----- Texte à analyser

Khamenei préparerait un plan de fuite vers Moscou si les troubles en Iran s’intensifient
Selon The Times, l'ayatollah Ali Khamenei aurait prévu un plan d’évacuation vers Moscou si les manifestations échappent au contrôle des forces de sécurité. ©Iran Supreme Leader Office / AFP

Selon un rapport de renseignement cité par The Times, le guide suprême iranien, l’ayatollah Ali Khamenei, 86 ans, aurait mis en place un plan d’évacuation de Téhéran au cas où ses forces de sécurité échoueraient à réprimer les manifestations ou venaient à déserter.

----------

● Tâche
Indiquez la ville vers laquelle l'ayatollah Ali Khamenei aurait prévu de fuir selon le texte à analyser.

----- Données fournies

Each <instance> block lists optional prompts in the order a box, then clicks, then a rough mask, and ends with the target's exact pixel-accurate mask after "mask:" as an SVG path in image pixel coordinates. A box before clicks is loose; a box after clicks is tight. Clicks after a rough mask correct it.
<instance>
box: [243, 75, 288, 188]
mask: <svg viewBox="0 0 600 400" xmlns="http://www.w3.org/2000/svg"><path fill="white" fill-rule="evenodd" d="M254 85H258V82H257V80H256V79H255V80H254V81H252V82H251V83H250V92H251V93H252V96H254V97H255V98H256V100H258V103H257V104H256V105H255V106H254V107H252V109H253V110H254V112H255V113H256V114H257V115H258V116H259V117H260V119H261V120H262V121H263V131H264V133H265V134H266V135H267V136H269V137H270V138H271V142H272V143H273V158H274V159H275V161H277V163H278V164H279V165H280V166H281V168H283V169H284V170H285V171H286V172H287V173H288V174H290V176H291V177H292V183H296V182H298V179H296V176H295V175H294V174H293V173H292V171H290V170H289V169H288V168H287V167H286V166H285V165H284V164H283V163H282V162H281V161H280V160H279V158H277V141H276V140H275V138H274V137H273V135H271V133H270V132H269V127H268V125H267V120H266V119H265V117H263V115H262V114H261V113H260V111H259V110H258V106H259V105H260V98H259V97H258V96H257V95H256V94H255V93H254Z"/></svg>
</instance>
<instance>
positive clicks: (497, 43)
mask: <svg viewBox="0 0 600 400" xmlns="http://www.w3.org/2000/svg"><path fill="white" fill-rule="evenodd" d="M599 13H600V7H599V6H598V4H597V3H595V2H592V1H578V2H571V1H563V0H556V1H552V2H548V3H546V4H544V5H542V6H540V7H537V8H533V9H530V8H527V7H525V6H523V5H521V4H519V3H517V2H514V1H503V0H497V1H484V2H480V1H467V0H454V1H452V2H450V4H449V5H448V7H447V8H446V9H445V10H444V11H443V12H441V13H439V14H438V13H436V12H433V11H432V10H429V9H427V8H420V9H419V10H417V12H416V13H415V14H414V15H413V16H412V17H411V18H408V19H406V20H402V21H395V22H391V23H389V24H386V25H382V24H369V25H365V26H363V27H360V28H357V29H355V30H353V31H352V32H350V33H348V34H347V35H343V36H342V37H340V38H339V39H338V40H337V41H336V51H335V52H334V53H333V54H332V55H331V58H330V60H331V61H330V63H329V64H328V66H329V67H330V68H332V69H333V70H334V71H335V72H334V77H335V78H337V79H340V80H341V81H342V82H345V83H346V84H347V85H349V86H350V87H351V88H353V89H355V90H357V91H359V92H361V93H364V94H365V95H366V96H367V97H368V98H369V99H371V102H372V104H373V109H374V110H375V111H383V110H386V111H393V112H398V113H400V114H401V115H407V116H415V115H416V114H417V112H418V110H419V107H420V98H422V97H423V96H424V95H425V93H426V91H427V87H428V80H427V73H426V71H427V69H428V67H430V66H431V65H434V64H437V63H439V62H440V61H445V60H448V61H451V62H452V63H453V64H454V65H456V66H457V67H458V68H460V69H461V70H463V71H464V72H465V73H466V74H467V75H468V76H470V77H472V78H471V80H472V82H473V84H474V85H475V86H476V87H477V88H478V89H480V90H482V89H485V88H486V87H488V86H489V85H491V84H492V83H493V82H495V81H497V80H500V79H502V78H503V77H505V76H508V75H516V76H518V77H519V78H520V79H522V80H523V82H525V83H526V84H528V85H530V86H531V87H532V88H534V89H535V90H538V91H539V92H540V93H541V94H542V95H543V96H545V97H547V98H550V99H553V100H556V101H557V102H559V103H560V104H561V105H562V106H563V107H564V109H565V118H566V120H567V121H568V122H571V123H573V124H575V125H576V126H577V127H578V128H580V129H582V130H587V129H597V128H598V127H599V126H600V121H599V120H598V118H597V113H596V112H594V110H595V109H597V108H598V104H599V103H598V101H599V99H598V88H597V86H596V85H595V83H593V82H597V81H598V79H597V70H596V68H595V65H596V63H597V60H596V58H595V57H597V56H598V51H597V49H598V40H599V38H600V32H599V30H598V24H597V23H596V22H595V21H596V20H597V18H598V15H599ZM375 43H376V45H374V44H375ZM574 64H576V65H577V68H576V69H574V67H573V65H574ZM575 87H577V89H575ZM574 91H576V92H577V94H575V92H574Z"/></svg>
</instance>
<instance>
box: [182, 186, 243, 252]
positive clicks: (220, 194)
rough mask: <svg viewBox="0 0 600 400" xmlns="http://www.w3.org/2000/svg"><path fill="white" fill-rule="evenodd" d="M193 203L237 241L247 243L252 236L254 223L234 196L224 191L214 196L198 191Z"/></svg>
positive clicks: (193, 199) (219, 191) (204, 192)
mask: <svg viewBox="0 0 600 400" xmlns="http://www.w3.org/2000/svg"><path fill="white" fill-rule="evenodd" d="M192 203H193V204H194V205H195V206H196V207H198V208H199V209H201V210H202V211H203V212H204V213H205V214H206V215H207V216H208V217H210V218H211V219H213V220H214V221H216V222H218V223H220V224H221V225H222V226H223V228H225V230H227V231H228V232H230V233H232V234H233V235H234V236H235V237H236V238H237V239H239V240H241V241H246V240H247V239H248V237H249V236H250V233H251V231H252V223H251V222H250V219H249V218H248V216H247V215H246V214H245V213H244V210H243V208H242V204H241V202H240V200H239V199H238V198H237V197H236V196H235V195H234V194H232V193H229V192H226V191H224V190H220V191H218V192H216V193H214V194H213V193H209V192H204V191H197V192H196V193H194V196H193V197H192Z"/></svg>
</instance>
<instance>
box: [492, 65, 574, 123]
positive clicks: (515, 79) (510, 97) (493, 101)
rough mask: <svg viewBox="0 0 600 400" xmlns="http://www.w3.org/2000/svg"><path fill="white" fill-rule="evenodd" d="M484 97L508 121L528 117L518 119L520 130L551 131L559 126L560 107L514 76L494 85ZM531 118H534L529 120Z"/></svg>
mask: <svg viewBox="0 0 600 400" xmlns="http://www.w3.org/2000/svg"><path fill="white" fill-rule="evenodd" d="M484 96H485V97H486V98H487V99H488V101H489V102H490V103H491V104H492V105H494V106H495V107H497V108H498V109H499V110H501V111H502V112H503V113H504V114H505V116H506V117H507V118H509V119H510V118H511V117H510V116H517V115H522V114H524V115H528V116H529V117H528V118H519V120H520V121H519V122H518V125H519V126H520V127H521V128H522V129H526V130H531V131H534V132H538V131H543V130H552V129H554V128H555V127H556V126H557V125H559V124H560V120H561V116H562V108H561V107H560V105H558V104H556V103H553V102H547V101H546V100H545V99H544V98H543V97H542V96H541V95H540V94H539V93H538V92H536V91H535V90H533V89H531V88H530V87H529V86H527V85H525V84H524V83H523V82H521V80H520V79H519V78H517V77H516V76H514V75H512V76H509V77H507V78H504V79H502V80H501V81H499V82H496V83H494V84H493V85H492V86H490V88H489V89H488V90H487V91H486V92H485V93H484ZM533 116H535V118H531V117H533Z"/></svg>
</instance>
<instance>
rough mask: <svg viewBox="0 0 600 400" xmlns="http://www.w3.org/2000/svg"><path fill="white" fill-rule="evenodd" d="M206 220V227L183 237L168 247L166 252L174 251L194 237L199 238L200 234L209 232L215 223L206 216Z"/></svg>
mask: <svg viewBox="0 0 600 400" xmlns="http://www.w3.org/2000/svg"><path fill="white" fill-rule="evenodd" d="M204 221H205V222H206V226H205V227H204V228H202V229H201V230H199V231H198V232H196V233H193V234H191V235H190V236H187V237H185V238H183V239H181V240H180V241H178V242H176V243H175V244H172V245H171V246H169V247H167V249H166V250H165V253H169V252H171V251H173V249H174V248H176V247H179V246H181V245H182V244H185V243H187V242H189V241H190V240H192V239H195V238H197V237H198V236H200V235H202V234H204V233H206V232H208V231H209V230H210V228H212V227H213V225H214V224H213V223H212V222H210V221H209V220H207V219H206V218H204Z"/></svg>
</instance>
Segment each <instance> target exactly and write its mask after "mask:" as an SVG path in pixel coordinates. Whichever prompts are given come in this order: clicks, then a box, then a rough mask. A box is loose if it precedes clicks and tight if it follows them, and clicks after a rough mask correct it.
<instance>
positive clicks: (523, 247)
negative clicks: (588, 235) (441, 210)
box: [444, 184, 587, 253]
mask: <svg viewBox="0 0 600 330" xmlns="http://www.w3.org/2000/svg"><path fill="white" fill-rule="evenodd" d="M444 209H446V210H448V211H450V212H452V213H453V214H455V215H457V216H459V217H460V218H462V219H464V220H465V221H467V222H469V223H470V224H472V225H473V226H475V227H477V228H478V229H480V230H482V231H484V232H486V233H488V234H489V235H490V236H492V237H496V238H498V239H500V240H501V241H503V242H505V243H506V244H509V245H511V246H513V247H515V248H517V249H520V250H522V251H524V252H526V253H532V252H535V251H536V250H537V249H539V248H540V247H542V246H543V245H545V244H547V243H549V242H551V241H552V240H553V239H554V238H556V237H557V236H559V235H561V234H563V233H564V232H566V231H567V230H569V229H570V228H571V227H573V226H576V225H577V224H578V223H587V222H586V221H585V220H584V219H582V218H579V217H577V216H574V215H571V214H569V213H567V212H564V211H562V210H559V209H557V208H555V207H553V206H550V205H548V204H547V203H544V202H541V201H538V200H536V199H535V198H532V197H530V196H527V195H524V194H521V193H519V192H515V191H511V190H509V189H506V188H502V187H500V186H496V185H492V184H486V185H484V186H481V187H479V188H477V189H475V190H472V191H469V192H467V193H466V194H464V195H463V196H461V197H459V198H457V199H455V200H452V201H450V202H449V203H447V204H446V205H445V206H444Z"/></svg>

----------

● Résultat
Moscou.